What to work on: Convert every item below into a two-column CSV with the columns "prompt" and "points", one row per item. Put the item's text in "prompt" and its answer in "points", each as a single quoted field with line breaks replaced by spaces, and leave out the pictures.

Entries:
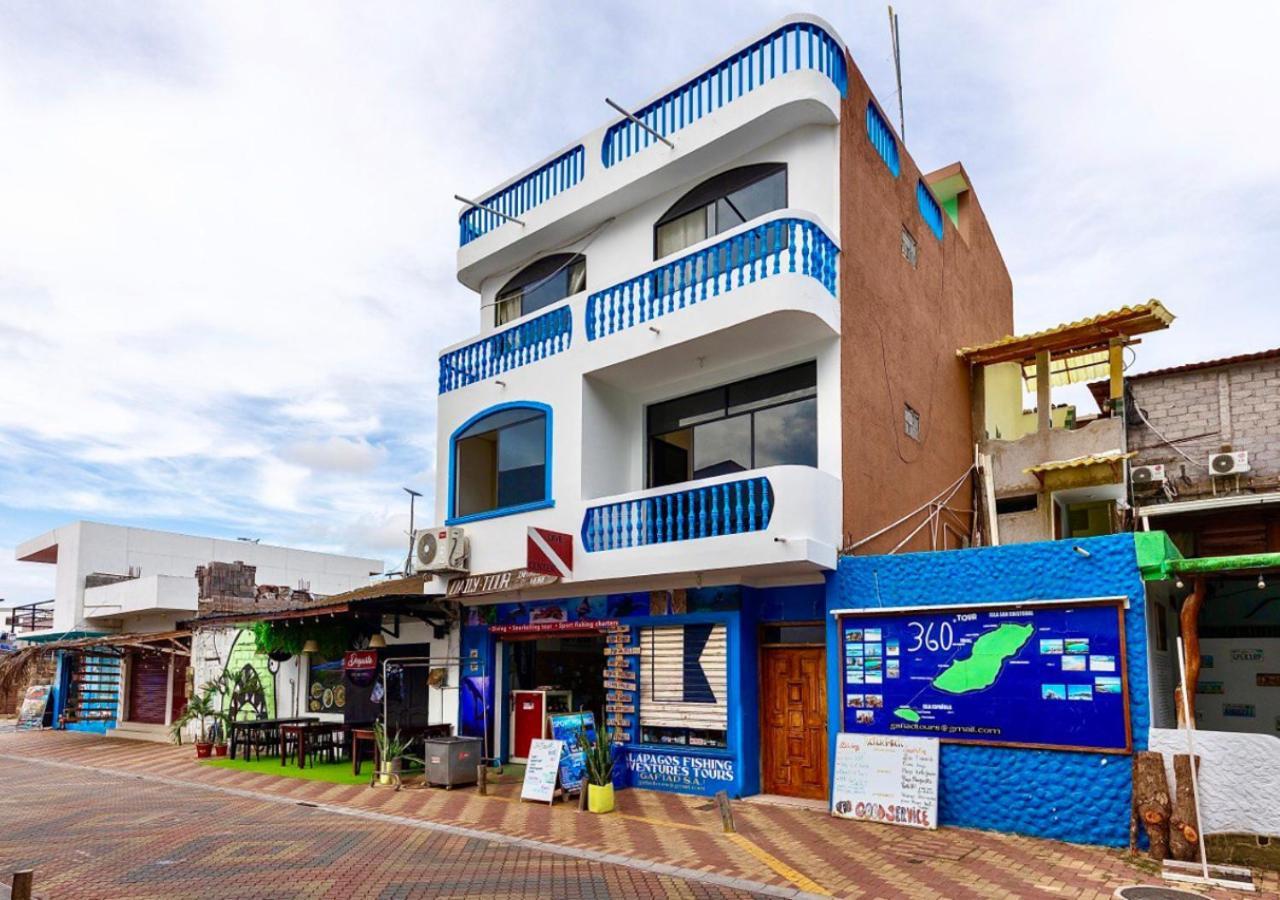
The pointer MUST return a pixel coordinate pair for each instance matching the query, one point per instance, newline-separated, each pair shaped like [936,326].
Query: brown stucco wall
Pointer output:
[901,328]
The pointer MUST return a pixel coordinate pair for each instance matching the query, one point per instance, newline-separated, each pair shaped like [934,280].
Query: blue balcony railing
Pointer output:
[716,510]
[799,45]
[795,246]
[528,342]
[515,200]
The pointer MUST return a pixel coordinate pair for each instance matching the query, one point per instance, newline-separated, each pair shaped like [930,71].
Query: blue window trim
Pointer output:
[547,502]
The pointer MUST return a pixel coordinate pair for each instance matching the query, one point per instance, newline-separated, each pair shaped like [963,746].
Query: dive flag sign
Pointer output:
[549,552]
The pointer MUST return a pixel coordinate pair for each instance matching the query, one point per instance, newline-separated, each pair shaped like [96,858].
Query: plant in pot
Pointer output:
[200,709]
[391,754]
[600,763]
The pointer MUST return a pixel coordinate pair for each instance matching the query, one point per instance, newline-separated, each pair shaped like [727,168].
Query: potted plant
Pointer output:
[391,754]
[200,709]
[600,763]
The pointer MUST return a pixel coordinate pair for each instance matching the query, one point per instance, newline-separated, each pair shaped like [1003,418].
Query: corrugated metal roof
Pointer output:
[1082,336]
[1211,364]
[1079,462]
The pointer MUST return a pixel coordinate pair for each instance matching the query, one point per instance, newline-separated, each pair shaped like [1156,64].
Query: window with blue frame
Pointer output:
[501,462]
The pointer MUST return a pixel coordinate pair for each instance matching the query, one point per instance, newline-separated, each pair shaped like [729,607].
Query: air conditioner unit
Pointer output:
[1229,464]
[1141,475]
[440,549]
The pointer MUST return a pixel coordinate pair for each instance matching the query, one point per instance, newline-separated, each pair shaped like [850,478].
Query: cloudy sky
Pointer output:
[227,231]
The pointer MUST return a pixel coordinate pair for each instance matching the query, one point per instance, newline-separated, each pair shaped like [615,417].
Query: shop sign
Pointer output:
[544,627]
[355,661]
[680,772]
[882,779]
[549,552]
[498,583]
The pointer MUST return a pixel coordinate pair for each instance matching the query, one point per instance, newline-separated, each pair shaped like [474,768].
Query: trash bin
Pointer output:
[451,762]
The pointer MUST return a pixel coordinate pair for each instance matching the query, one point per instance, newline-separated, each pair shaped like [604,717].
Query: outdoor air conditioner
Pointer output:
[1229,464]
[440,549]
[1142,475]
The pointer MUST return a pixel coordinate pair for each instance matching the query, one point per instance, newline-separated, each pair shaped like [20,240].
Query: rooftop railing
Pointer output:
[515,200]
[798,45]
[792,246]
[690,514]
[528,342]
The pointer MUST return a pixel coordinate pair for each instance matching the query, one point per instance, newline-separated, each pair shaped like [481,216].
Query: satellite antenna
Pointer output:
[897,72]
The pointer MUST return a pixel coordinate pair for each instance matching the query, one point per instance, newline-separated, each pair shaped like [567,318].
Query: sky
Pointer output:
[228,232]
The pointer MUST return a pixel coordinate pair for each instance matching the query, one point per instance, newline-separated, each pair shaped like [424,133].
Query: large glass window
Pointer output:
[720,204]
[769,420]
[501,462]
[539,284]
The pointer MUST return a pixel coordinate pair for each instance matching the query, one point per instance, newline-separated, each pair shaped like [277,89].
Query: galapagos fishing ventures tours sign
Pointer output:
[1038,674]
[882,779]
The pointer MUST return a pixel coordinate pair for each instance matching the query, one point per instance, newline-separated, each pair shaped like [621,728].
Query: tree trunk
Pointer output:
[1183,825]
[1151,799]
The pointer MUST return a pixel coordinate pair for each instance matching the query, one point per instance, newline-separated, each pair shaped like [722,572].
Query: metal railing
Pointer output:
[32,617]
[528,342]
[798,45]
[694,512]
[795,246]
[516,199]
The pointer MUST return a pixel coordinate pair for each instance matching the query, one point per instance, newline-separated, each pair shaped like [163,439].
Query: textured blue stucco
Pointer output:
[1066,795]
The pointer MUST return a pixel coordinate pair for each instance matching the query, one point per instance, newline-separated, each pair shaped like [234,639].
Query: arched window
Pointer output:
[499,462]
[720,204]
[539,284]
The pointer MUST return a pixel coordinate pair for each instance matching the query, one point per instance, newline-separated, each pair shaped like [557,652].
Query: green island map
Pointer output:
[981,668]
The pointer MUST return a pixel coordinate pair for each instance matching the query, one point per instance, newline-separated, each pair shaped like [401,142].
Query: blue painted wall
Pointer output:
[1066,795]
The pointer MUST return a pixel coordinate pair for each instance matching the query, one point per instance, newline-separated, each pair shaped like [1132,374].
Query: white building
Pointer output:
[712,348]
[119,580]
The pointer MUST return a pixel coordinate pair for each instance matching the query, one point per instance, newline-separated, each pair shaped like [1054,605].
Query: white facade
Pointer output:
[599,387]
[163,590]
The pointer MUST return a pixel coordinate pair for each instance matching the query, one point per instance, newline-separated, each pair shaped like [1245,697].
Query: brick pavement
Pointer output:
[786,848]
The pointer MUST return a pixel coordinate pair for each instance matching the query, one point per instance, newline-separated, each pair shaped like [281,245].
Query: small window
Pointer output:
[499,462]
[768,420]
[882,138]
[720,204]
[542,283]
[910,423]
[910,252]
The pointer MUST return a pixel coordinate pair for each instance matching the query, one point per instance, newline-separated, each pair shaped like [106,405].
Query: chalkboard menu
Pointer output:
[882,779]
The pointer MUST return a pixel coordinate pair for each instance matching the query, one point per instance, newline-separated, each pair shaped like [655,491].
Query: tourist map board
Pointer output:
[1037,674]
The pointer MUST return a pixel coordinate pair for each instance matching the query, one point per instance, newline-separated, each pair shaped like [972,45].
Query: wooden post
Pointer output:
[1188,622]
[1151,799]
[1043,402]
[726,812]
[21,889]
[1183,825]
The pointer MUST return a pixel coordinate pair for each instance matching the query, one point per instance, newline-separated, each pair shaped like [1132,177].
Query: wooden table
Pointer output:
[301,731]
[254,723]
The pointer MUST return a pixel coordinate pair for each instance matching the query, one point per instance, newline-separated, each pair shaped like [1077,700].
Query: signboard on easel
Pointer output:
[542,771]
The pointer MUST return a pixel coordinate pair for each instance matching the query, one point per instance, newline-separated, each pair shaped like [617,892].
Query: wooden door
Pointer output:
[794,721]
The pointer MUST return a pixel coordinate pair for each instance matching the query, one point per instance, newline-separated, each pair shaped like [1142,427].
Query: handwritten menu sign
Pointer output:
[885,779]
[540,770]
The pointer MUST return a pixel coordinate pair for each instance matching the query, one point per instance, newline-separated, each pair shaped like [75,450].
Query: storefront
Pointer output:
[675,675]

Task answer:
prompt,points
"The pointer MUST return a pixel coordinate pair for each instance matching the query, one point per instance, newline-separated, each pair shaped like [936,326]. Query: brown stucco wall Pointer output:","[901,328]"
"The pointer MUST return a pixel coordinate pair for each instance matching the query, one point per instance, newline-separated, each pair shaped like [934,280]. Query: blue balcony railing Pointer output:","[716,510] [799,45] [795,246] [528,342] [515,200]"
"The pointer MUST return a pixel coordinate pair for each instance matching the query, one point per instance, newline-separated, each pair shaped like [930,71]. Query: blue window trim Pointer output:","[547,502]"
"The pointer MUST return a pixel coordinate pair for each instance matching the query, one point per instance, newline-separated, each pair shaped like [963,746]. Query: dive flag sign Pointer output:","[549,552]"
"The pointer MUST return a pixel coordinate pair for each instance matching the query, one point per instance, newline-separated, each pair shaped like [96,858]. Query: plant in pot Pointer output:","[200,709] [391,754] [600,763]"
"The pointer MUST return a pixel coordinate pair for each instance matching the query, one point per instance, newline-separated, each pair shaped like [727,168]. Query: potted plant Pointer output:","[391,754] [200,709] [600,763]"
"The pointer MUST return a pixel coordinate pair for each instance matching the query, one point per instance, newline-separated, each pair shaped like [1003,418]. Query: corrugated metal roof Pointer output:","[1082,336] [1211,364] [1079,462]"
"The pointer MUST return a pixel coordinate pair for each instance matching the query, one point per instance, newline-separated, each pair shaped like [1156,64]. Query: window with blue frame Pointer output:","[501,462]"
"The pointer MUST return a pixel coordinate pair for each instance matching the query, one point per instance, newline-separated, each pair shaped like [729,607]. Query: air conditioner unit Pointer output:","[1229,464] [1141,475] [440,549]"
"The pointer MUST return a pixel coordinate pair for each instance matching the query, one point per instance, newline-separated, each pair shaped like [850,478]. Query: cloudy sky Pointer output:","[227,231]"
"The pointer MUST return a pixel coordinate pair for each instance matching the query, one point per instance, newline-separated, each pair shaped like [615,417]. Query: shop sign Pointer output:","[544,627] [355,661] [680,772] [882,779] [549,552] [498,583]"
"The pointer MUST return a pixel coordinate pair for each instance matching the query, one point per instance, newline-separated, each pair shaped like [474,768]. Query: trash bin Pointer output:","[451,762]"
"The pointer MUST return a pixel coordinate pair for each instance matching the query, one point per instance, newline-separated, each pair shaped like [604,717]. Query: outdoor air conditioner Pointer output:","[1229,464] [440,549] [1142,475]"
"The pointer MUST return a pixel coordinate pair for each instance matching the query, one point per instance, newline-separated, each pair shaped like [20,240]. Query: rooftop railing Pointer output:","[515,200] [798,45] [792,246] [690,514] [528,342]"
"The pointer MUST return a pixel coordinate pair for each instance matching the query, one point per instance, newline-separated, each pair shaped like [481,216]. Query: satellite antenna Pointer output:","[897,72]"
"The pointer MUST return a pixel coordinate pair for each instance matching the query, one point per instance, newline-separated, each pair shaped like [567,318]. Query: sky Pointer output:","[228,232]"
"The pointer MUST return a pixel coordinate pair for each instance matching the query, one point per instance, newline-separated, each pair shaped like [424,133]. Query: large glass window Pointer output:","[720,204] [769,420] [501,462] [539,284]"
"The pointer MUST return a pixel coordinate pair for each instance matching the query, one point per instance, newline-separated, each pair shaped like [277,89]. Query: galapagos fishing ventures tours sign Pointer output:","[1038,674] [882,779]"
"The pointer MUST return a pixel coordinate pair for each instance matching the query, one point per instance, newline-separated, each pair shaped like [621,728]. Query: tree trunk Pointer output:","[1183,825] [1151,799]"
"The pointer MUST return a pixel coordinate pair for each instance matching the query, one point per instance, newline-separated, each pair shaped like [722,572]. Query: metal railing Pointer output:","[32,617] [528,342] [798,45] [694,512] [795,246] [516,199]"
"The pointer MUST return a pixel coordinate pair for each instance matching the query, one point per instance, newline-separated, each pair shaped like [163,439]. Query: textured blue stucco Pointer output:","[1066,795]"
"The pointer MUST return a pixel coordinate pair for each instance matching the query, one point per instance, newline-separated, each pair shaped like [234,639]. Query: arched window Pointer output:","[499,462] [720,204] [539,284]"
"The pointer MUST return a pixel coordinate pair for each instance matching the query, one point per instance, newline-separated, each pair shaped like [557,652]. Query: green island map Pointer output:","[981,668]"
"The pointer MUST return a pixel coordinate pair for each instance matching the query, one point per instance, newline-separated, each pair shaped like [401,142]. Query: blue painted wall Pointer output:","[1066,795]"
"The pointer MUST return a pixel coordinate pair for each instance matching the query, one point per instance, newline-separated, each pair shaped like [1132,374]. Query: white building Pointer output:","[712,348] [119,580]"
"The pointer MUST return a pixel coordinate pair for each instance matching the query, one point per instance, newline-separated, each pair shaped like [1054,605]. Query: white facade Pointer output:","[599,387] [163,590]"
"The pointer MUST return a pixel coordinate pair for each instance matching the query, one point per instance, newline-separated, each pair shaped like [1245,697]. Query: brick pavement Pointer output:","[786,848]"
"The pointer MUST return a pixel coordinate pair for each instance matching the query, one point per instance, newline-separated, each pair shaped like [281,245]. Query: small window Pointer output:","[499,462] [768,420] [882,138] [720,204] [542,283] [910,423] [910,252]"
"The pointer MUST return a pixel coordinate pair for each instance matching the query, one point per instance, newline-separated, each pair shaped like [106,405]. Query: chalkboard menu Pointer output:","[882,779]"
"The pointer MUST return a pixel coordinate pair for each instance matching the query, one point per instance, newline-separated, each pair shaped like [655,491]. Query: tourist map board Pointer output:","[1037,674]"
"The pointer MUST return a pixel coordinate pair for each instance matching the query, one point per instance, newline-separated, each pair shaped like [972,45]. Query: wooden post Pointer output:","[1188,622] [1151,799] [1043,402] [726,812] [21,889] [1183,825]"
"The pointer MUST return a pixel coordinate pair for each instance matching the query, one point per instance, newline-separated, each pair shaped like [1132,177]. Query: wooden table Pointer output:","[301,731] [254,723]"
"The pointer MUST return a pixel coordinate pair for each instance matching the query, one point per instance, newline-separated, each pair shaped like [1077,700]. Query: signboard on easel Pointer output:","[542,771]"
"The pointer MUST return a pixel coordinate pair for each instance matching the query, one point per instance, newline-separated, each pair shaped like [617,892]. Query: wooden door Pointer output:","[794,721]"
"The pointer MUST return a pixel coordinate pair for each instance matching the query, one point per instance, newline-separated, each pair shaped like [1142,427]. Query: handwritten menu sign Pointer output:","[885,779] [540,770]"
"The pointer MUST return a pixel coordinate pair for each instance matching the query, one point per instance, newline-separated, each pair shaped like [75,450]. Query: storefront Pointer output:","[675,675]"